* _INSTRUCTION_:
Show every line in the items below that contains the word "green". Uppercase and lowercase must match.

* _RECORDS TO USE_:
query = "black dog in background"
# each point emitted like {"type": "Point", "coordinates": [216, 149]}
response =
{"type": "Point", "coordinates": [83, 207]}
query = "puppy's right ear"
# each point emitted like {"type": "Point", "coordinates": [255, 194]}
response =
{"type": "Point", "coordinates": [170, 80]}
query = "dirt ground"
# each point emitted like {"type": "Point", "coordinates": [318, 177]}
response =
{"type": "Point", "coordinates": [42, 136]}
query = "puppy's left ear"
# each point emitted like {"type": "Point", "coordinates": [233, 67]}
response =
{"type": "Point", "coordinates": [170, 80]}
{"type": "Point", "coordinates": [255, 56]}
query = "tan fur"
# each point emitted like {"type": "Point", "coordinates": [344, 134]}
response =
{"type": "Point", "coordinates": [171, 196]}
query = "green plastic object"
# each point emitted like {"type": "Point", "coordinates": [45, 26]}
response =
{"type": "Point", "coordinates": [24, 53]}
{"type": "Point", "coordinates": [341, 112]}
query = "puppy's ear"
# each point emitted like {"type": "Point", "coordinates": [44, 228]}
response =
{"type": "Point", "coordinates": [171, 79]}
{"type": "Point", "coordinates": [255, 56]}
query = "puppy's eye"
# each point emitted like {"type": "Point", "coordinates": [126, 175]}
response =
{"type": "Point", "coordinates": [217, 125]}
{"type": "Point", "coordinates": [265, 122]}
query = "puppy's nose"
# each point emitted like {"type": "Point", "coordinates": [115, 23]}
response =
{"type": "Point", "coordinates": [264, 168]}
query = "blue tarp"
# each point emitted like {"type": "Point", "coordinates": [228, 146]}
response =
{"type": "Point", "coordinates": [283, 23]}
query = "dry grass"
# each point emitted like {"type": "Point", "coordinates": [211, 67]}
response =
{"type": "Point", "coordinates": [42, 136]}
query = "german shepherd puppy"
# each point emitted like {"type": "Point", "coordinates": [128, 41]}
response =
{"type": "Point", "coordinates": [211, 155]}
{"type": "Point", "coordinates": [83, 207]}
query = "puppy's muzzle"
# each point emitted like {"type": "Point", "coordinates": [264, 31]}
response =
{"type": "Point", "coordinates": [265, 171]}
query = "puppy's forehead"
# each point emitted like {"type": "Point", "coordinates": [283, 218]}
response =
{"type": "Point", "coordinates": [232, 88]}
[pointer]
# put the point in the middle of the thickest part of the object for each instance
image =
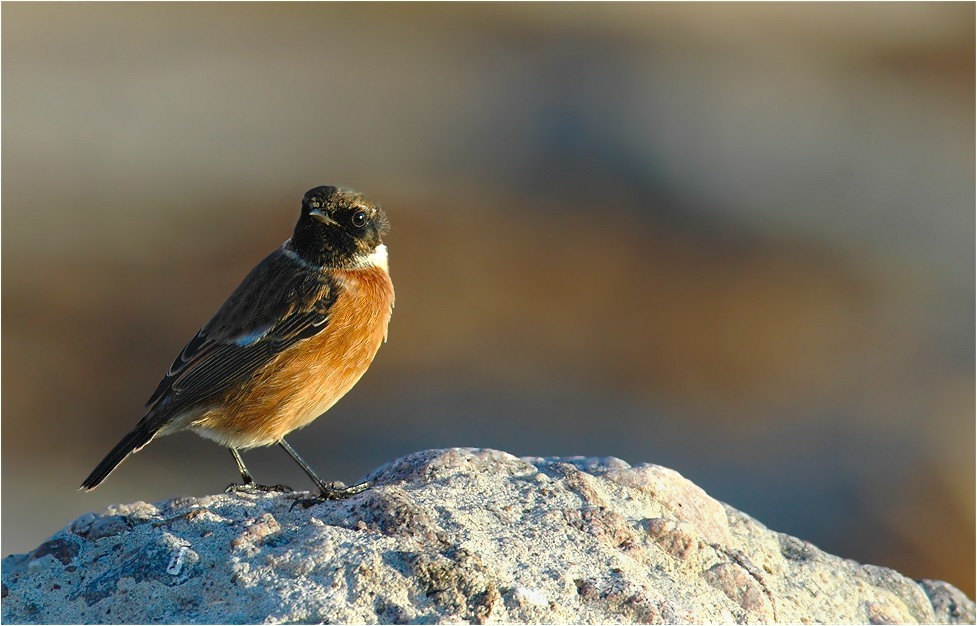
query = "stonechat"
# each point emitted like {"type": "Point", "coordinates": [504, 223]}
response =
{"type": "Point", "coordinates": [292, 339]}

* * *

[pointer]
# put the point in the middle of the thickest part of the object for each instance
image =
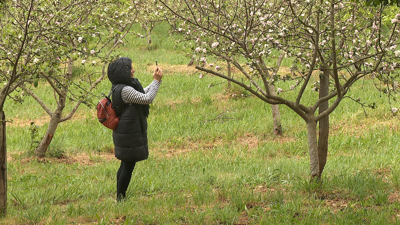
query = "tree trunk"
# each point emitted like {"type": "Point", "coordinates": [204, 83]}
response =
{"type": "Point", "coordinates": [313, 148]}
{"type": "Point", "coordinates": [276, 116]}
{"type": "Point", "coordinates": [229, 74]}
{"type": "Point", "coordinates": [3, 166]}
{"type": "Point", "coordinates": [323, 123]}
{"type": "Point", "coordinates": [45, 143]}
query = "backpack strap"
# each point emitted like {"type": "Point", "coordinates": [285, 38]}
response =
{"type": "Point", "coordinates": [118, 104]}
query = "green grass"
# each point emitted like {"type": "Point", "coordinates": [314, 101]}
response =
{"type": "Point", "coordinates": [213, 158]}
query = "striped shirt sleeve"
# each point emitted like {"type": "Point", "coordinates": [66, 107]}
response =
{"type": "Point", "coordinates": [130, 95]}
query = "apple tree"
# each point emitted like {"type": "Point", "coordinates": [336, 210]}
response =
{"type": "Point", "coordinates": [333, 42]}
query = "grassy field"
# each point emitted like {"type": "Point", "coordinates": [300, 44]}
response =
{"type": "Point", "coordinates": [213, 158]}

* * *

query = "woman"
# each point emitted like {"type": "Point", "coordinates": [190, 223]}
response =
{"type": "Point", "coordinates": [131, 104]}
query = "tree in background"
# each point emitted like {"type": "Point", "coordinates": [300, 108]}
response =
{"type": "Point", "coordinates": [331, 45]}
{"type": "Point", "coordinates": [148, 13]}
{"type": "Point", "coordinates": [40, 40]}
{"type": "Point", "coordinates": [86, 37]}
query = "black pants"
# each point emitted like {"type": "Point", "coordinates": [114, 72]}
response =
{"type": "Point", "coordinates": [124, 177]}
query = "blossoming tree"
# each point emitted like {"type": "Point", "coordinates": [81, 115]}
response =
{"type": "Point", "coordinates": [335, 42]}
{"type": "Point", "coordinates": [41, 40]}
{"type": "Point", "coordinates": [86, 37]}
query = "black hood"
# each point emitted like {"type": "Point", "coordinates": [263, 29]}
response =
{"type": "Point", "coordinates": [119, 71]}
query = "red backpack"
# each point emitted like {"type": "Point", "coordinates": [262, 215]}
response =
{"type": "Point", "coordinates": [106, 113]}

* _CORRECT OUTPUT_:
query = "green plastic object"
query = "green grass"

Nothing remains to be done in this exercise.